| Task brief |
Search the data for the word "instance" and copy each line that has it.

Saved entries:
────
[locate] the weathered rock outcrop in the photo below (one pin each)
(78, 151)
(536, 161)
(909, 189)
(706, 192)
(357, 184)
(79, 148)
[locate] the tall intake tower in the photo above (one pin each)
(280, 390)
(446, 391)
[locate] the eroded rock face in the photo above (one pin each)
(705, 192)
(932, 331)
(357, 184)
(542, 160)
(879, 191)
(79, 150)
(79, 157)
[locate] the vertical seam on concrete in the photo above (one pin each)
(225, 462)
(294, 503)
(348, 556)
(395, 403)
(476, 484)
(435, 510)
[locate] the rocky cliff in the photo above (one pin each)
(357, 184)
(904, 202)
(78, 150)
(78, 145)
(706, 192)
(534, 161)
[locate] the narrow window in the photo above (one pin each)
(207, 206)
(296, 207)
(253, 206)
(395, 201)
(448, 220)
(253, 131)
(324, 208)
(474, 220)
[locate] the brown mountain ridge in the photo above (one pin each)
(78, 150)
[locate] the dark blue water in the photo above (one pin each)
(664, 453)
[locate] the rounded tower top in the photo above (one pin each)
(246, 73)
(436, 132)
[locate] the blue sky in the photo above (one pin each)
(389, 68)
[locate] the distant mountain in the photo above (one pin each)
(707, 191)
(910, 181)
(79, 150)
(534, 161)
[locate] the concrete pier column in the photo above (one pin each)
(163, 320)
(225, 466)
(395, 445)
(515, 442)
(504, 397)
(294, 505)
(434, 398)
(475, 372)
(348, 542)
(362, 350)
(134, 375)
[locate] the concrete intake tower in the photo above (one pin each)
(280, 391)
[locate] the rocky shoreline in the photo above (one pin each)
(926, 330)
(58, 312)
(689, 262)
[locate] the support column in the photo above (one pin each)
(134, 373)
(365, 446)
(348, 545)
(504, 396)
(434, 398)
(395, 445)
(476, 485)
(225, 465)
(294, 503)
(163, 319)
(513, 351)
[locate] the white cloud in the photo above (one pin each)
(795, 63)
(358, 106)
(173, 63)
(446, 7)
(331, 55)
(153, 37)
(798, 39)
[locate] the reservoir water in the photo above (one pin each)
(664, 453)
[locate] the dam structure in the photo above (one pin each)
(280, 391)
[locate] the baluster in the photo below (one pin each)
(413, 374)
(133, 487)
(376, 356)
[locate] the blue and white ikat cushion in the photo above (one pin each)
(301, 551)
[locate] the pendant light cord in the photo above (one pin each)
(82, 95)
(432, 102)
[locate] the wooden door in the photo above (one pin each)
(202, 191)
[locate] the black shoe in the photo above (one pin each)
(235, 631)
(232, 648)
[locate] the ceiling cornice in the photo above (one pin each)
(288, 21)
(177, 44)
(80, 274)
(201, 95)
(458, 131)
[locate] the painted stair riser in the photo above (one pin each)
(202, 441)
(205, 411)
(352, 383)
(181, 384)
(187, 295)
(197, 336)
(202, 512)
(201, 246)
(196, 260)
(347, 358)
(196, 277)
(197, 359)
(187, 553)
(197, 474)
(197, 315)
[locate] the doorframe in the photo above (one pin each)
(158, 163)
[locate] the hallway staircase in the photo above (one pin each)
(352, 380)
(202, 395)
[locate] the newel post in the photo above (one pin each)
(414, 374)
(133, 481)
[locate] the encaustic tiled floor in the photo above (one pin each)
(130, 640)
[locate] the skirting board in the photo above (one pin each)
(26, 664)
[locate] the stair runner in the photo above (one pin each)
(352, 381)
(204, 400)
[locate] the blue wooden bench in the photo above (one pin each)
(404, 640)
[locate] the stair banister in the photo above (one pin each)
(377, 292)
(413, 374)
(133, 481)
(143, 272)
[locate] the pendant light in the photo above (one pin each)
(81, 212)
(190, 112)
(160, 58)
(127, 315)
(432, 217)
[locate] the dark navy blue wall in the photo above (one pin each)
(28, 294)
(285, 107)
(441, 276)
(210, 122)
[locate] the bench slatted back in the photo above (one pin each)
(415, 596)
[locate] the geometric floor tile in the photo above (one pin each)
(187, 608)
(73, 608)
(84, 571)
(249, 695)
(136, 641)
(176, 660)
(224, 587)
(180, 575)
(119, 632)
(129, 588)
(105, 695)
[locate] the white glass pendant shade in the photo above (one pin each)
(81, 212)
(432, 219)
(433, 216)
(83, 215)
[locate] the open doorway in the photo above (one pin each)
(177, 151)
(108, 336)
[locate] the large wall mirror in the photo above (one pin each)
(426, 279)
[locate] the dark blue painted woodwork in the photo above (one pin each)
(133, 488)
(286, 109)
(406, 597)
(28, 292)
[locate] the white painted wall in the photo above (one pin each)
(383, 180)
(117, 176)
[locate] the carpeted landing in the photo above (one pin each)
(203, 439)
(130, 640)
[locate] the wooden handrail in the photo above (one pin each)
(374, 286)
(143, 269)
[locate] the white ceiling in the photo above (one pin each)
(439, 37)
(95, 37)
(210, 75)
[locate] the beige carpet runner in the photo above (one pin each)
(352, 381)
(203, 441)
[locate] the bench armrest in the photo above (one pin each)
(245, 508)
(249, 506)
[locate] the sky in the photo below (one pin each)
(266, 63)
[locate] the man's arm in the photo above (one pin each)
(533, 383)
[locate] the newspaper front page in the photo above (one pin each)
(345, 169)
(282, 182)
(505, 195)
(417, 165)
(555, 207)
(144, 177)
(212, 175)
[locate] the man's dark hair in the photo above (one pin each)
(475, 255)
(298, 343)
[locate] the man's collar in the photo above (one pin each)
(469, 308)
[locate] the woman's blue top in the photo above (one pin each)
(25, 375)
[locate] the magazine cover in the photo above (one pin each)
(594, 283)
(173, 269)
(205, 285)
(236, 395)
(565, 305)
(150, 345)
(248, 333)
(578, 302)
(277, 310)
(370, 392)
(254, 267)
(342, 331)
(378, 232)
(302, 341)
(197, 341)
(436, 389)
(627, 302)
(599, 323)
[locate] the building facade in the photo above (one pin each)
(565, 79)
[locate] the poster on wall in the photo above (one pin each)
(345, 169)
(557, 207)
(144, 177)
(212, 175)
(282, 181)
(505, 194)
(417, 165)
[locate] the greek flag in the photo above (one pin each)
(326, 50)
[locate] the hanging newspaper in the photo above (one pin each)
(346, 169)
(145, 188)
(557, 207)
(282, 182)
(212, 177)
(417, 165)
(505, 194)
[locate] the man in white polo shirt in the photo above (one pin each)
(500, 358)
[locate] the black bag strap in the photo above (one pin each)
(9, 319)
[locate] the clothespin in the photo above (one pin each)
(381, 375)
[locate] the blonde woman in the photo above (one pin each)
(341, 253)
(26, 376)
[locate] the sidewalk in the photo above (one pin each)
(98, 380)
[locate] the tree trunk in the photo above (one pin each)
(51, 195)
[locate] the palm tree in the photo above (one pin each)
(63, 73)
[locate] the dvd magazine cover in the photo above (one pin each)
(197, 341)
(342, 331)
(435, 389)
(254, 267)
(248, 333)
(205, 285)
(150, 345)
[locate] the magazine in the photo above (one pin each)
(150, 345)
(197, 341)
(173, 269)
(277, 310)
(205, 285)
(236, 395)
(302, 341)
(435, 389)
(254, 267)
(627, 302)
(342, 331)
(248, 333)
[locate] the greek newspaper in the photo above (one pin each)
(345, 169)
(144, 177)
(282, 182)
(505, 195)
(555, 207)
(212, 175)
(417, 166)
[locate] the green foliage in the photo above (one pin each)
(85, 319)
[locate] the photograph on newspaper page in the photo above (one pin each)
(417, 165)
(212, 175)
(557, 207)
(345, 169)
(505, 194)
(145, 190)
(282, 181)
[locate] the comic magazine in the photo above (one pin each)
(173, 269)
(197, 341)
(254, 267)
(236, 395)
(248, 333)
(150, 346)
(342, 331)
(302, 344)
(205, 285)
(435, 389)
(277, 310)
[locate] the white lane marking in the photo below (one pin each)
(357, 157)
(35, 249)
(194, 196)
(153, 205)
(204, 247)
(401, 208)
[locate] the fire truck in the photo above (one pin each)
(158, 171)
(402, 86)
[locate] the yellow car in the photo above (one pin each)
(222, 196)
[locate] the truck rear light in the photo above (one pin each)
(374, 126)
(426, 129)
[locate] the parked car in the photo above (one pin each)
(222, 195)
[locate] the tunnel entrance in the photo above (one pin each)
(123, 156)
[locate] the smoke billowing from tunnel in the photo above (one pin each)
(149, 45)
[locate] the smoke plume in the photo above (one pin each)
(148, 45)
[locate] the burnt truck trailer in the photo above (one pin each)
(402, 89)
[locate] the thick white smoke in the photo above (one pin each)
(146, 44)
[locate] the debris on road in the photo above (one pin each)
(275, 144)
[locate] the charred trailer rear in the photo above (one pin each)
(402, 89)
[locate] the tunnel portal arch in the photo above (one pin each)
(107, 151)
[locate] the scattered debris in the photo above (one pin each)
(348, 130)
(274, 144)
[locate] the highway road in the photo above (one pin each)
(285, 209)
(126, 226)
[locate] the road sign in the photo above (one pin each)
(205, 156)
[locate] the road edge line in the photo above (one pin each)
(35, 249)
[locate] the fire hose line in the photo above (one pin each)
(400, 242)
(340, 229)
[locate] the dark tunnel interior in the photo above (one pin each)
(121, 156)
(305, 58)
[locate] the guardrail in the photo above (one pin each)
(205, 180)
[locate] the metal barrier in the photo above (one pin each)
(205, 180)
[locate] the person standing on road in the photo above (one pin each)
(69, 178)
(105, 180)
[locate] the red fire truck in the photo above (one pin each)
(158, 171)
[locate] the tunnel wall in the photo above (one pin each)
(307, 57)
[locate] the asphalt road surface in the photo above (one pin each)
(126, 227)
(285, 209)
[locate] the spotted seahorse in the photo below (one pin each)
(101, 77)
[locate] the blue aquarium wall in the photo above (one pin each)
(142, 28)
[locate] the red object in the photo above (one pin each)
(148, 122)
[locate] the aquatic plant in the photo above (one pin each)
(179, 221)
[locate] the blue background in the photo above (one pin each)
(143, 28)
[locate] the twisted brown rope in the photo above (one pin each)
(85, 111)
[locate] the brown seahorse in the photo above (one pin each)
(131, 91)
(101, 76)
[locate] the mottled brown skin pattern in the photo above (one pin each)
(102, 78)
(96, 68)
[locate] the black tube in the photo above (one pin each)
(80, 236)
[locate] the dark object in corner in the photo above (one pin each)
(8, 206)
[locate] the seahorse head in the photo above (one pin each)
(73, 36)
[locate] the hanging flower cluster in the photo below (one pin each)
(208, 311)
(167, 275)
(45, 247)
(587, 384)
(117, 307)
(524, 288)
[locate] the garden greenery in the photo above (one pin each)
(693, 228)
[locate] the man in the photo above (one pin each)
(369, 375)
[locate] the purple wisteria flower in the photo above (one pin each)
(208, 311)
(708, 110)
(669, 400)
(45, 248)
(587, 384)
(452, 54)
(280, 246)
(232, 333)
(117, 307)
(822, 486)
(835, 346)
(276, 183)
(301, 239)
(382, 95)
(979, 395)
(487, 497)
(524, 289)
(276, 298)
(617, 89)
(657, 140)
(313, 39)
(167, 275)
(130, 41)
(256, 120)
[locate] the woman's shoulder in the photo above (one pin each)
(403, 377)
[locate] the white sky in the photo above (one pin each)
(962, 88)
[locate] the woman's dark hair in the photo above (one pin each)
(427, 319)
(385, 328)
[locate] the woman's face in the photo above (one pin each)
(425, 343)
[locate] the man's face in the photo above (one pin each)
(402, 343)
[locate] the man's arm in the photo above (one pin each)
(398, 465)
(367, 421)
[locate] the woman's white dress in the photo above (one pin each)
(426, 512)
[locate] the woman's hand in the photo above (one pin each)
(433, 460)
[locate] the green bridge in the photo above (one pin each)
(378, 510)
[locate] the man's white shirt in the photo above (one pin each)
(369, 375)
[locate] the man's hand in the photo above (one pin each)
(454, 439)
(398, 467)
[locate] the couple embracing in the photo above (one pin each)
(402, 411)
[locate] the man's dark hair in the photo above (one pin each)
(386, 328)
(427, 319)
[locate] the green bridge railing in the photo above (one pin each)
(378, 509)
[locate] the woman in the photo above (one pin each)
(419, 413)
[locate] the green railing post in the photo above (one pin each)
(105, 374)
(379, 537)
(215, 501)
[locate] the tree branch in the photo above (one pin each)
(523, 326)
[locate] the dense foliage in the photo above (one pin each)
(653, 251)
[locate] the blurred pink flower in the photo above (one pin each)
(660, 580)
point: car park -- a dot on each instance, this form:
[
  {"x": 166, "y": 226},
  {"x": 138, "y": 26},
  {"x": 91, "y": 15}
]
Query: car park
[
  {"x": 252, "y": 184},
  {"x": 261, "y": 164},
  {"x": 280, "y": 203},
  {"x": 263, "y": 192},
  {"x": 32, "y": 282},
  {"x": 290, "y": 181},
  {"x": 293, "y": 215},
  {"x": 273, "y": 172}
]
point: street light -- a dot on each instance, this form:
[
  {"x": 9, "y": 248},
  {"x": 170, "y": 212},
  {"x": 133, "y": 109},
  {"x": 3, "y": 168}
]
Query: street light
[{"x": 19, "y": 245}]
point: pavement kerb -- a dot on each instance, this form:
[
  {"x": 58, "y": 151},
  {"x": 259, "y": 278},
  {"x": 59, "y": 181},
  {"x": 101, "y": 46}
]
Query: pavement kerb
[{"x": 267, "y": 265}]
────
| Written answer |
point: car park -- a dot on each instance, this form:
point: street light -- a dot on each instance, this form:
point: pavement kerb -- a dot on each instance, this form:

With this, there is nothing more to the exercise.